◆ **Extrait choisi**:
En 2023, la situation s’améliore assez nettement. Sur le premier quadrimestre, la fréquentation des salles progresse de 34 % par rapport à 2022. On est désormais tout proche des niveaux d’avant crise. Sur le seul mois d’avril 2023, la hausse de la fréquentation est de 39 %, avec un niveau supérieur à la moyenne observée en 2017/2019. On peut donc être assez optimiste sur le niveau des revenus tirés de l’activité cinéma en France.
Pour les plateformes de streaming, c’est plus compliqué : l’heure n’est plus à l’euphorie des débuts. Toutes les grandes plateformes perdent des abonnés et ont tendance à tailler dans leur budget de création. Netflix a ainsi annulé sa commande pour la saison 7 de Narcos. Un vrai coup dur pour Gaumont. Cette seule série représentait 90 M€ de revenus dans les comptes 2021. Il n’y a pas eu une telle locomotive en 2022.
En 2023, deux livraisons à Netflix devraient générer des revenus significatifs : Lupin 3 à venir au mois d’octobre avec une sortie mondiale et Obsessions 2. Le premier opus de cette série développée pour Netflix UK, et dont j’ignorais jusqu’à l’existence, s’est classé dans le top 3 mondial des audiences à sa sortie. Un vrai carton donc.

◆ **Extraits de données**:

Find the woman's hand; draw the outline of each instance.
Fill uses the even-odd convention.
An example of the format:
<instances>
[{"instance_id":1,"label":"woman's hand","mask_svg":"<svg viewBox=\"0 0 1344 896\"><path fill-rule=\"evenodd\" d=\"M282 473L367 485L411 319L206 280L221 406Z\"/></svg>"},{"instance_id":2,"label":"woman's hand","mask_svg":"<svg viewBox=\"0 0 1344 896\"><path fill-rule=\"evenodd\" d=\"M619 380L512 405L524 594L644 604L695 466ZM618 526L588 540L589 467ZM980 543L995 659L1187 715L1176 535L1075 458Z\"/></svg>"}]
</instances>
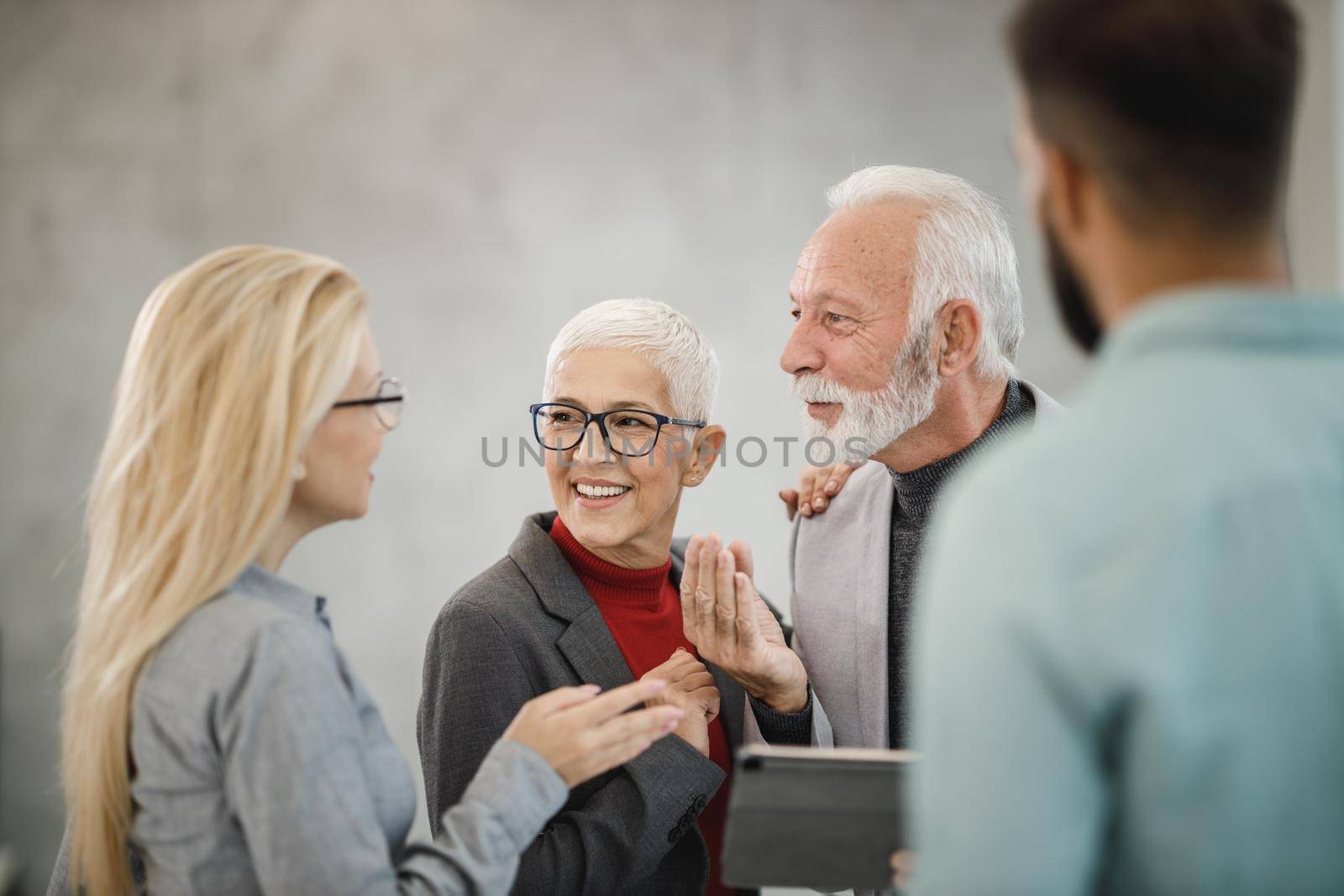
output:
<instances>
[{"instance_id":1,"label":"woman's hand","mask_svg":"<svg viewBox=\"0 0 1344 896\"><path fill-rule=\"evenodd\" d=\"M681 630L702 657L750 696L777 712L801 712L808 705L808 670L784 642L753 575L745 541L724 549L718 535L692 536L681 571Z\"/></svg>"},{"instance_id":2,"label":"woman's hand","mask_svg":"<svg viewBox=\"0 0 1344 896\"><path fill-rule=\"evenodd\" d=\"M667 661L645 672L640 681L667 682L667 689L645 700L644 705L680 708L685 717L672 733L708 756L710 723L719 717L719 689L704 664L685 647L677 647Z\"/></svg>"},{"instance_id":3,"label":"woman's hand","mask_svg":"<svg viewBox=\"0 0 1344 896\"><path fill-rule=\"evenodd\" d=\"M661 678L601 696L597 685L559 688L524 703L504 736L535 750L574 787L628 763L680 724L685 711L676 705L625 712L665 688Z\"/></svg>"}]
</instances>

◆ **Travail demandé**:
1. Recopiez le texte sur le cinéma et le streaming entre « En 2023, la » et « locomotive en 2022. », bornes comprises.
2. Dans le texte sur le cinéma et le streaming, combien de revenus la série Narcos représentait-elle dans les comptes 2021 ?
3. Prolongez le texte sur le cinéma et le streaming après sa dernière phrase.
Les données n'interviennent pas dans ce travail.

◆ **Réponses par tâche**:
1.
En 2023, la situation s’améliore assez nettement. Sur le premier quadrimestre, la fréquentation des salles progresse de 34 % par rapport à 2022. On est désormais tout proche des niveaux d’avant crise. Sur le seul mois d’avril 2023, la hausse de la fréquentation est de 39 %, avec un niveau supérieur à la moyenne observée en 2017/2019. On peut donc être assez optimiste sur le niveau des revenus tirés de l’activité cinéma en France.
Pour les plateformes de streaming, c’est plus compliqué : l’heure n’est plus à l’euphorie des débuts. Toutes les grandes plateformes perdent des abonnés et ont tendance à tailler dans leur budget de création. Netflix a ainsi annulé sa commande pour la saison 7 de Narcos. Un vrai coup dur pour Gaumont. Cette seule série représentait 90 M€ de revenus dans les comptes 2021. Il n’y a pas eu une telle locomotive en 2022.

2. 90 M€.

3.
Gaumont poursuit son maillage de l’Europe. Après l’installation d’un bureau et d’équipe au Royaume-Uni avec un certain succès, le groupe part en Italie et espère jouer un rôle dans la production locale. Premières ventes attendues dès 2023.
Immeuble des Champs Élysées : Gaumont a confirmé la signature d’une bail de 6 ans avec Lacoste à compter de mai 2021. Je pense que cette date est une erreur et que le bail a commencé à courir en mai 2022. C’est en tout cas la date d’ouverture de Lacoste sur les Champs. Lacoste semble ravi du lancement de cette boutique. Sidonie Dumas indique attendre un renouvellement du bail pour une période additionnelle de 6 ans. Comme il est d’usage, les loyers sont indexés sur les indices du secteur immobilier.
Il reste 600 m2 de bureaux qui ne sont pas encore loués. Ils devraient l’être prochainement lorsque la restructuration du bâtiment sera achevée. On peut donc espérer un petit complément de revenus, probablement à partir de 2024.
Et maintenant ?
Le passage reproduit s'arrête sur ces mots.